*** PAGE TEXT ***

The UN's chief arms inspector has accused the United States and British governments of not providing enough intelligence to help his team search for weapons of mass destruction in Iraq.
Dr Hans Blix, who last night submitted his assessment of Iraq's armaments declaration to the UN Security Council, said his inspectors were not receiving the support they needed from the western powers.
"If the UK and the US are convinced (that Iraq has weapons) and they say they have evidence, then one would expect that they would be able to tell us where this stuff is," he said.
Western intelligence sources could provide essential information, he told the BBC Radio 4 Today programme, adding: "The most important thing that governments like the UK or the US could give us would be to tell us sites where they are convinced that they keep some weapons of mass destruction. This is what we want to have."
Asked if he was getting that co-operation, Dr Blix said: "Not very much, not yet. I hope we will and now that we are in full operation I hope it will come.
"We get a lot of briefings about what they believe the Iraqis have but what you really need is the indication of the place where it is stored, if they know it. "They have all the methods to listen to telephone conversations, they have spies, they have satellites so they have a lot of sources which we do not have.
"We get some but we don't get all the support we need."
Discussions on the matter in London and Washington had been "encouraging", Dr Blix added.
The chief inspector, submitting his assessment to the Security Council yesterday, said the 12,000-page Iraqi declaration gave him no "confidence that no weapons of mass destruction programmes remain". US Secretary of State Colin Powell said Saddam Hussein's failure to provide a full declaration placed him in "material breach" of UN resolution 1441 on disarmament.

*** End of PAGE TEXT ***
*** DATASET ENTRIES ***

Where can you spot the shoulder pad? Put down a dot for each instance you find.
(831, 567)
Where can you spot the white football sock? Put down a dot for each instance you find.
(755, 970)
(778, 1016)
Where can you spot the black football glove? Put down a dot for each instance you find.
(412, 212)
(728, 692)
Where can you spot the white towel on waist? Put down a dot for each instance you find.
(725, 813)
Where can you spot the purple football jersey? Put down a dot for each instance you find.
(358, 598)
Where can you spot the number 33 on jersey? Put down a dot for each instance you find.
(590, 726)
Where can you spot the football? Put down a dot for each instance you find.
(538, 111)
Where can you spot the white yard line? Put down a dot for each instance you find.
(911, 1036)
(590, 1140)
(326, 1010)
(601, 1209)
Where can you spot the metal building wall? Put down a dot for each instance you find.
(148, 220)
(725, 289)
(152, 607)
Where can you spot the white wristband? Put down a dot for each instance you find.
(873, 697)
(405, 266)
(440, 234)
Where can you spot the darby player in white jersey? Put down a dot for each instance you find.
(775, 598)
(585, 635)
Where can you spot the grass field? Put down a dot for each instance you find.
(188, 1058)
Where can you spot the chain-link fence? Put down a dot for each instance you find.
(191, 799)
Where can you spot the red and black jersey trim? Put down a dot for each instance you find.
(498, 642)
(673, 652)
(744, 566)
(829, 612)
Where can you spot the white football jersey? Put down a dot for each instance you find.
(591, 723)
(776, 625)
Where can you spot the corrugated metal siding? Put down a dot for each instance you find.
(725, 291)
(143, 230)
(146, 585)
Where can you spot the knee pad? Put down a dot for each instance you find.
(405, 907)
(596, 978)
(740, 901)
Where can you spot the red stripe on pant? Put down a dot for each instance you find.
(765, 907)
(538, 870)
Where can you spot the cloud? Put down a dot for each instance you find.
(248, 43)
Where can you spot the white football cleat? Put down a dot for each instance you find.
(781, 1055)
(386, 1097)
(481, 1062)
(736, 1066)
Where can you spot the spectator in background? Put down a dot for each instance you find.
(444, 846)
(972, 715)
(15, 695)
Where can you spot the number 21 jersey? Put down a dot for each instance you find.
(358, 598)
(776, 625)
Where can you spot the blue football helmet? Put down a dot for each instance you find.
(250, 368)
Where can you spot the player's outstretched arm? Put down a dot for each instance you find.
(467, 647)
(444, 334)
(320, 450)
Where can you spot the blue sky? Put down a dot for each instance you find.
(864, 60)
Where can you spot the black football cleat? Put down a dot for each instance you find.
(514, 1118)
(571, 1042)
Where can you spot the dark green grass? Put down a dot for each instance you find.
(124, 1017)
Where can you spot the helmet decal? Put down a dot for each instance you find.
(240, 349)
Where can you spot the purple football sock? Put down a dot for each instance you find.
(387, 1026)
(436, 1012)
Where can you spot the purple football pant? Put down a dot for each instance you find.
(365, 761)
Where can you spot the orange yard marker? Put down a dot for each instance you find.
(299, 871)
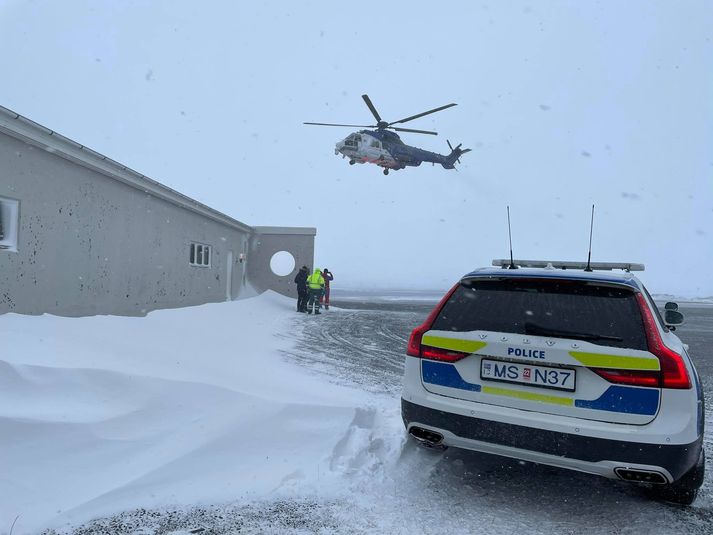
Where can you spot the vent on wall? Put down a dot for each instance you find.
(9, 221)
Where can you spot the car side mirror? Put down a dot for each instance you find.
(673, 318)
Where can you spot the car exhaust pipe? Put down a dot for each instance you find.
(426, 437)
(640, 476)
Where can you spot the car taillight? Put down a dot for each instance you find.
(444, 355)
(673, 368)
(414, 343)
(630, 377)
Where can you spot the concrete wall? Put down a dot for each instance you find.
(265, 242)
(95, 237)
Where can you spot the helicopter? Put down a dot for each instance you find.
(385, 148)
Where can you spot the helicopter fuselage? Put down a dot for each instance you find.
(385, 149)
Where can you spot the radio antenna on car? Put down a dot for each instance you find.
(589, 255)
(512, 263)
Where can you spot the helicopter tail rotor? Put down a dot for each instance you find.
(455, 155)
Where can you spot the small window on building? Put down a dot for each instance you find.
(199, 255)
(9, 222)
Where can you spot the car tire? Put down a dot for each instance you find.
(685, 490)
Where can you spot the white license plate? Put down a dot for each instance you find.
(526, 374)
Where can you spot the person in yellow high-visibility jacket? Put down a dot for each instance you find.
(315, 284)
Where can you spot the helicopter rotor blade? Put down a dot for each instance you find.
(412, 130)
(371, 108)
(434, 110)
(349, 125)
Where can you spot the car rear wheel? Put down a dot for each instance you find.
(685, 490)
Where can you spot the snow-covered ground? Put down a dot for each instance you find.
(246, 417)
(187, 406)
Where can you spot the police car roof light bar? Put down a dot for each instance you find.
(563, 264)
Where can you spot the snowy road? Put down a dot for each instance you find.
(488, 493)
(374, 481)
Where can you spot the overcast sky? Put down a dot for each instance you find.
(564, 103)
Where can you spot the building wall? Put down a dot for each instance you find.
(265, 243)
(91, 243)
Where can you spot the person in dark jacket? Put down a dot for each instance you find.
(327, 278)
(301, 281)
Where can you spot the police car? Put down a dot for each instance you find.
(557, 364)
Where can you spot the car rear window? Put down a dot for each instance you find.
(600, 314)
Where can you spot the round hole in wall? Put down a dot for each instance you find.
(282, 263)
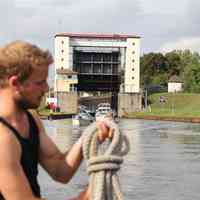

*** End of DATASET ENTRIES ***

WHAT NEEDS TO BE DONE
Copy the Blix article from "Western intelligence sources" up to and including "do not have.", substituting "drones" for "satellites". Rely only on the Blix article for what comes next.

SOLVED EXERCISE
Western intelligence sources could provide essential information, he told the BBC Radio 4 Today programme, adding: "The most important thing that governments like the UK or the US could give us would be to tell us sites where they are convinced that they keep some weapons of mass destruction. This is what we want to have."
Asked if he was getting that co-operation, Dr Blix said: "Not very much, not yet. I hope we will and now that we are in full operation I hope it will come.
"We get a lot of briefings about what they believe the Iraqis have but what you really need is the indication of the place where it is stored, if they know it. "They have all the methods to listen to telephone conversations, they have spies, they have drones so they have a lot of sources which we do not have.